• **ZU ERSTELLEN**: Schreib aus dem Text über Irland, Spanien und Portugal alles von "Spanien: Schneller Aufschwung, aber" bis hinunter zu "so Wachstum entsteht." wortgetreu ab.

──────── VORLIEGENDER TEXT

Irland: Exportstarker Sonderfall
Mitte der 90er Jahre hatten üppige Wachstumsraten Irland den Spitznamen "keltischer Tiger" eingebracht. Ab 2007 aber traf die Finanzkrise das Land schwer: Die Immobilienblase platzte – was für die lax regulierten Banken und viele Privathaushalte schwerwiegende Folgen hatte. 2010 musste auch Irland Hilfskredite in Anspruch nehmen.
Inzwischen ist das Wachstum zurück. Die konservative Regierung hat den Bewohnern eine strenge Sparpolitik zugemutet. 2014 wuchs das BIP wieder um fünf Prozent. Irland gilt als Sonderfall: Die international vernetzte Wirtschaft exportierte auch in den Krisenjahren kräftig – ganz im Gegensatz zu Griechenland.
"Irland hat eine gut funktionierende Marktwirtschaft und musste ,nur' das Finanzsystem aufräumen", sagt Ökonom Matthes. Das habe das kleine Land aber vor grosse Herausforderungen gestellt. "Die Bankenrettungspakete liessen die Staatsschuld enorm in die Höhe schnellen."
Spanien: Schneller Aufschwung, aber hohe Arbeitslosigkeit
2012 nahm die konservative spanische Regierung von Mariano Rajoy einen Kredit in Höhe von rund 41 Milliarden Euro in Anspruch, um seine Banken zu stützen. 2013 erreichte die Arbeitslosenquote mit rund 26 Prozent fast griechische Dimensionen.
Rajoy hat das Land dann schnell aus der Krise geführt. Ende 2013 begann die Wirtschaft wieder zu wachsen. Die Arbeitslosenquote ist mit rund 16 Prozent noch immer hoch – das war sie allerdings auch schon vor der Krise.
Wie die anderen Schuldenländer setzte Spanien auf eine angebotsorientierte Wirtschaftspolitik: Durch Deregulierung der Wirtschaft und eine Flexibilisierung des Arbeitsmarkts zum Beispiel versucht der Staat dabei die Bedingungen für Unternehmen zu verbessern - in der Erwartung, dass so Wachstum entsteht.
Der frischgebackene Ministerpräsident Pedro Sánchez von den Sozialisten will nun einen Teil der Kürzungen zurücknehmen und die Nachfrage auf Seiten der Bürger stärken. Ähnlich wie Portugal.
Portugal: Musterschüler im Südwesten
2011 mussten EU und IWF Portugal vor der Pleite bewahren – mit Finanzhilfen in Höhe von 78 Milliarden Euro. Drei Jahre später konnte das Land den Rettungsschirm wieder verlassen. 2017 war das Staatsdefizit so niedrig wie seit 40 Jahren nicht mehr, die Wirtschaft wuchs um 2,7 Prozent.
"Portugal ist eigentlich das beste Beispiel für ein Krisenland, das unter dem Euro-Rettungsschirm ein recht umfassendes Reformprogramm umgesetzt hat und so wirtschaftlich wieder auf die Beine gekommen ist", sagt Jürgen Matthes. "Anders als in Griechenland hat die damalige konservative Regierung den Reformkurs unterstützt. Auf diese Weise hat sie mit dazu beigetragen, dass neues Vertrauen entsteht und Firmen und Verbraucher wieder investieren und konsumieren."

────────────────
──────── GEGEBENE ZEILEN

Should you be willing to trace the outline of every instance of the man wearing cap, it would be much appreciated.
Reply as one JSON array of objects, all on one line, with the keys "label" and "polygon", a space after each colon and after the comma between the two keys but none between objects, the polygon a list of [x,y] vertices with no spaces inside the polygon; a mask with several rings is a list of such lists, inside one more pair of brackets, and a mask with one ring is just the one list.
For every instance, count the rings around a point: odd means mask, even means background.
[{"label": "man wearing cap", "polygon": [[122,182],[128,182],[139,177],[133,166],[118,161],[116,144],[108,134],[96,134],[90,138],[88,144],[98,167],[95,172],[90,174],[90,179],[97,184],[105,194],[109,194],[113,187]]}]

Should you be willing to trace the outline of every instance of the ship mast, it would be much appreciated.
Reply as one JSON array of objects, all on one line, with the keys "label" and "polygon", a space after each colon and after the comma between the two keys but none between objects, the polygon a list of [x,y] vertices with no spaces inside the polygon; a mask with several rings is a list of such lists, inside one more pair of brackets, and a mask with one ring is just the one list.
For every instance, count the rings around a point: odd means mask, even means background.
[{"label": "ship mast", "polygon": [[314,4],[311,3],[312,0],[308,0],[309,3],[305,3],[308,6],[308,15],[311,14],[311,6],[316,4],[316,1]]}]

────────────────

• **ANTWORT**:
Spanien: Schneller Aufschwung, aber hohe Arbeitslosigkeit
2012 nahm die konservative spanische Regierung von Mariano Rajoy einen Kredit in Höhe von rund 41 Milliarden Euro in Anspruch, um seine Banken zu stützen. 2013 erreichte die Arbeitslosenquote mit rund 26 Prozent fast griechische Dimensionen.
Rajoy hat das Land dann schnell aus der Krise geführt. Ende 2013 begann die Wirtschaft wieder zu wachsen. Die Arbeitslosenquote ist mit rund 16 Prozent noch immer hoch – das war sie allerdings auch schon vor der Krise.
Wie die anderen Schuldenländer setzte Spanien auf eine angebotsorientierte Wirtschaftspolitik: Durch Deregulierung der Wirtschaft und eine Flexibilisierung des Arbeitsmarkts zum Beispiel versucht der Staat dabei die Bedingungen für Unternehmen zu verbessern - in der Erwartung, dass so Wachstum entsteht.